#### Task instructions:
Copy these lines word for word.

#### Task inputs:
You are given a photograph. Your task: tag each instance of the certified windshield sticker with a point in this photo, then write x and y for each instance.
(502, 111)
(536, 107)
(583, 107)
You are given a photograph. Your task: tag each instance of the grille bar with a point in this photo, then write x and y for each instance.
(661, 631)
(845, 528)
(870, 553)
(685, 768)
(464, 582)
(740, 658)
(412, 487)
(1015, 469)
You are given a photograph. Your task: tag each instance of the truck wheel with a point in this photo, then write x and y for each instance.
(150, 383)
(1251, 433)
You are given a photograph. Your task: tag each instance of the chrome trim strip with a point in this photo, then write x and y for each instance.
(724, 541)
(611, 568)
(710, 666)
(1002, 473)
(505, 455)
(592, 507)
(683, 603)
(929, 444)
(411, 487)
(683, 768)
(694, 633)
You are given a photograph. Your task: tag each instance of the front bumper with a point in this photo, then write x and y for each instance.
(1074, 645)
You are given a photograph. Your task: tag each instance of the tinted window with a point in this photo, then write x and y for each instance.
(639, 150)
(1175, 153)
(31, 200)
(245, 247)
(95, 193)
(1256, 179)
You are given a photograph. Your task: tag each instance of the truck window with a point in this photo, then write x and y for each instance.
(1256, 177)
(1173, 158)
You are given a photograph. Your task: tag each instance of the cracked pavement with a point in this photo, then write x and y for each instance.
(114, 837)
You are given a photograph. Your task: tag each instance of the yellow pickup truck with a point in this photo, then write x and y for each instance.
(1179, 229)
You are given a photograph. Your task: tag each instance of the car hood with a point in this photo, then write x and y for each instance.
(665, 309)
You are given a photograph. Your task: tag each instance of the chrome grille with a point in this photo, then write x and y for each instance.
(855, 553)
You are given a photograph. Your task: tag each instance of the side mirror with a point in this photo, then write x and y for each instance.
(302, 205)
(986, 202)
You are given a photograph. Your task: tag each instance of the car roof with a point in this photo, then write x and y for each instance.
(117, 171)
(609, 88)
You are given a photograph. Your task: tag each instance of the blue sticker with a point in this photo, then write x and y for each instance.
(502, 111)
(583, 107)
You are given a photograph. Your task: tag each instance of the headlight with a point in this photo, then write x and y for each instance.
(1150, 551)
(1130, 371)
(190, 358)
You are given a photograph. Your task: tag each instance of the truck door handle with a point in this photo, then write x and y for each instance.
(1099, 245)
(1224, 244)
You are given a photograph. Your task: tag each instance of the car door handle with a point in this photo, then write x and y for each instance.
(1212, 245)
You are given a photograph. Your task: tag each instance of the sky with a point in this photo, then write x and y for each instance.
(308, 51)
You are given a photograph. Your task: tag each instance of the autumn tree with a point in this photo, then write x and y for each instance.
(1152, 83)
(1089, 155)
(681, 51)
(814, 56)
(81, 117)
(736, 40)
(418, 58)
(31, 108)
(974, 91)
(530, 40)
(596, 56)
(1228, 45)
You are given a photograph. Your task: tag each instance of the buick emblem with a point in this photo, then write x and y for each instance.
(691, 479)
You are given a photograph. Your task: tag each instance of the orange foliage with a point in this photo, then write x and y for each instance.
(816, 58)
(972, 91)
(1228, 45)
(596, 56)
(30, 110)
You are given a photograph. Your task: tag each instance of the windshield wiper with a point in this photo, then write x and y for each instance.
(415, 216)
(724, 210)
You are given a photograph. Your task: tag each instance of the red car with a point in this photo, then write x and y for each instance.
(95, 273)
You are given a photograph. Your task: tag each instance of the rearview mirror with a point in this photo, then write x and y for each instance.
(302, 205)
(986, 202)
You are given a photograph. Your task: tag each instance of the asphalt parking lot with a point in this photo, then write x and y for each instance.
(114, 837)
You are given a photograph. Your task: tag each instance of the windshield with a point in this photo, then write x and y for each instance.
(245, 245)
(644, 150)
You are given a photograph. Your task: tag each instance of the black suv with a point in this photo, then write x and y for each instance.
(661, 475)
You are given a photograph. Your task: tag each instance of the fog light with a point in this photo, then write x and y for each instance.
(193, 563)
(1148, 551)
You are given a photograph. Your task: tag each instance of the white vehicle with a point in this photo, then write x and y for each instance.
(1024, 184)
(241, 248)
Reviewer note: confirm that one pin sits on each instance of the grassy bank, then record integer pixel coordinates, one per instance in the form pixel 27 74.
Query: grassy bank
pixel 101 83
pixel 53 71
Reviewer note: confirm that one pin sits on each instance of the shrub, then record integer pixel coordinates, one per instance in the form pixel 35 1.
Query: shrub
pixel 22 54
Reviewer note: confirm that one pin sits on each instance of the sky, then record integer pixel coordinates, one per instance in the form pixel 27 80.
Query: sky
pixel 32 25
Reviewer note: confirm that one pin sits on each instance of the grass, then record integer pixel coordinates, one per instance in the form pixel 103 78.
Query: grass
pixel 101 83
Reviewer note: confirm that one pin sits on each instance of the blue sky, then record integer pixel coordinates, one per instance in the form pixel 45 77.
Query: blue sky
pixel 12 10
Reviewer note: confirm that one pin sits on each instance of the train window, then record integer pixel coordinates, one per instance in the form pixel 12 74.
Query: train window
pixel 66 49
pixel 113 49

#### Written solution:
You are given a photograph. Your task: tag each instance of the certified windshield sticker with a point in this photo, then write x and y for each instance.
(502, 111)
(536, 107)
(583, 107)
You are given a photograph. Your task: tag each instance of the grille bar with a point in this photo, then write x and y for each instance.
(661, 631)
(845, 528)
(870, 553)
(685, 768)
(464, 582)
(740, 658)
(412, 487)
(1015, 469)
You are given a photograph. Your task: tag each instance of the truck wheel with a point in this photo, then write x and y for each instance.
(150, 383)
(1251, 433)
You are given a photograph. Your task: tag each instance of the chrome trim strip with a point in this photo, then write x and y for each instance.
(724, 541)
(611, 568)
(710, 666)
(1002, 473)
(505, 455)
(592, 507)
(683, 603)
(929, 444)
(411, 487)
(683, 768)
(694, 633)
You are given a photograph. Your task: tag each instance of the front bumper with a point in this photo, then write x and y for each instance.
(1074, 645)
You are given a photograph. Your task: tag each instance of the tinted window with a point in this photo, then write x and y for each instance.
(639, 150)
(1175, 153)
(31, 200)
(245, 247)
(95, 193)
(1256, 179)
You are given a photograph. Your task: tag each instance of the truck window with a point in this photo, then write x and y for each instance.
(1256, 177)
(1173, 158)
You are given a photograph. Your task: tag each instance of the cracked pavement with a point in this photo, then write x and y for each instance.
(114, 837)
You are given a photograph. Your task: tag each instance of the yellow pickup truck with a point in this photo, then write x and y for each instance.
(1179, 229)
You are given a photograph. Your task: tag each instance of the car hood with a point in this photo, then write x and y for each instance.
(665, 309)
You are given a photograph. Your task: tag each instance of the chrome grille with a point in this photo, then write x and y for each instance.
(855, 553)
You are given a photograph. Your task: tag each instance of the side mirror with a point in this photo, then write x and y for each instance.
(302, 205)
(986, 202)
You are given a photograph. Your task: tag each instance of the car roof with a point in this photo, then write x and y for each instance.
(117, 171)
(609, 88)
You are given a photograph. Your task: tag each instance of the blue sticker with a point in this photo, then write x and y for each instance.
(502, 111)
(583, 107)
You are given a photograph. Your task: tag each instance of the headlight with a point in this photo, then write x and y for each instance.
(1150, 551)
(1130, 371)
(190, 358)
You are given a photograph. Your task: tag each instance of the truck door handle with a point in this photo, then write x and y for each instance.
(1099, 245)
(1224, 244)
You are given a photograph. Your task: tag each instance of the car door handle with a point in this photo, then write x and y for each instance.
(1212, 245)
You are given a photograph. Your task: tag each instance of the sky with a point in this photo, then write x and y for each instance.
(308, 51)
You are given a photograph. Your task: tag each instance of the autumn tree with a point in this photo, then write x and y for each instance.
(1152, 83)
(1089, 155)
(681, 51)
(814, 56)
(81, 117)
(736, 40)
(418, 58)
(31, 108)
(974, 91)
(530, 40)
(596, 56)
(1228, 45)
You are given a photograph. Your task: tag each instance of the buick emblem with a point in this photo, then write x and y for each instance.
(691, 479)
You are given a photograph. Your task: tag each instance of the orange foliage with a point in this photo, then write x and y for each instance.
(816, 58)
(972, 91)
(1228, 45)
(596, 56)
(30, 110)
You are given a photograph. Your task: tag each instance of the windshield wiper with a point in this photo, then write x and y for each instance.
(415, 216)
(724, 210)
You are given a photograph. Your task: tag each instance of the red car with a point in this photo, then write x and y for each instance.
(95, 273)
You are given a photograph. Your task: tag each instance of the rearview mirror with a point in this photo, then write x and y for each instance.
(302, 205)
(986, 202)
You are given a photograph. Your task: tag each instance of the asphalt parking lot with a point in this photo, then write x and y for each instance.
(114, 837)
You are given a photograph. Your task: tag each instance of the windshield with a point in this photo, then write x and y for each instance.
(245, 245)
(644, 150)
You are given a photograph. Your task: tag each instance of the black suv with a point in this photo, then write x and y for each instance.
(661, 475)
You are given a photograph. Your task: tag each instance of the fog light with a point in this photo, then write x and y for each instance.
(193, 563)
(1148, 551)
You are given a photograph. Your task: tag each instance of the white vehicle with a point in this photo, then write x and y for each instance.
(1024, 184)
(241, 248)
Reviewer note: confirm that one pin sits on each instance of the grassy bank, then record integer pixel coordinates, one per instance in the form pixel 27 74.
Query: grassy bank
pixel 101 83
pixel 53 71
Reviewer note: confirm that one pin sits on each instance of the shrub, then record integer pixel coordinates, one per instance in the form pixel 35 1.
Query: shrub
pixel 22 54
Reviewer note: confirm that one pin sits on each instance of the sky, then record integer pixel coordinates, one per instance in the form pixel 27 80.
Query: sky
pixel 32 25
Reviewer note: confirm that one pin sits on each instance of the grass, then record integer pixel coordinates, one per instance in the form pixel 103 78.
Query: grass
pixel 101 83
Reviewer note: confirm that one pin sits on each instance of the blue sky, then record integer pixel coordinates, one per instance in the form pixel 45 77.
Query: blue sky
pixel 12 10
Reviewer note: confirm that one pin sits on each instance of the train window, then record integer pixel coordinates, one per instance in the form pixel 12 74.
Query: train window
pixel 66 49
pixel 113 49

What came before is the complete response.